> _Ensemble de tâches_
a – Selon le texte sur l'histoire de l'aéroport d'Entzheim, pourquoi a-t-il fallu trouver un nouveau terrain près de Strasbourg au début des années 1920 ? Répondez en une à trois phrases.
b – Traduisez en anglais cette phrase du texte sur l'aéroport d'Entzheim : « Le choix s’est porté sur des champs appartenant pour l’essentiel aux Hospices Civils de Strasbourg situés sur le ban de la commune d’Entzheim. »
c – Poursuivez le texte sur l'histoire de l'aéroport d'Entzheim à partir de sa dernière phrase.

Entzheim et les avions : Une histoire commune presque centenaire

Si notre village est bien connu en Alsace et même ailleurs, il le doit en grande partie à l’aéroport dont l’origine remonte à 1923. Cependant, peu connaissent sa véritable histoire : les débuts, les grandes étapes de son développement toujours d’actualité et les évènements particulièrement marquants.

 

Les débuts

Après la guerre 14-18, le terrain du Polygone à Strasbourg Neudorf (où l’écrivain Antoine de Saint Exupéry a appris à piloter pendant son service militaire) dont la vocation était avant tout militaire ne permettait pas de répondre au développement des vols civils. Dès le début des années 1920, il a donc fallu trouver un grand terrain plat et dégagé à proximité de Strasbourg. Le choix s’est porté sur des champs appartenant pour l’essentiel aux Hospices Civils de Strasbourg situés sur le ban de la commune d’Entzheim. Lors de sa mise en exploitation en février 1923, l’aérodrome d’Entzheim n’était qu’une bande d’envol gazonnée sous forme d’un quadrilatère mesurant 900 mètres sur 750.

> _Extrait de données_
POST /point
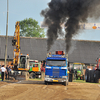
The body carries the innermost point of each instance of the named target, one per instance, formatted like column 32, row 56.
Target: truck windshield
column 56, row 62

> _Réponses aux tâches_
a – Après la guerre 14-18, le terrain du Polygone à Strasbourg Neudorf avait une vocation avant tout militaire et ne permettait pas de répondre au développement des vols civils. Il a donc fallu trouver un grand terrain plat et dégagé à proximité de Strasbourg.

b – The choice fell on fields belonging mostly to the Hospices Civils de Strasbourg, located within the boundaries of the municipality of Entzheim.

c –
   

Avion de la compagnie Air France en 1933


Sur cet aérodrome, exploité principalement par les avions de la Compagnie FRANCO-ROUMAINE, le nombre de vols était restreint. Dès 1925, les vols de nuit sont devenus possibles et le terrain, dont la surface est portée à 53 hectares, a été équipé d’une station météorologique et d’un poste de T.S.F.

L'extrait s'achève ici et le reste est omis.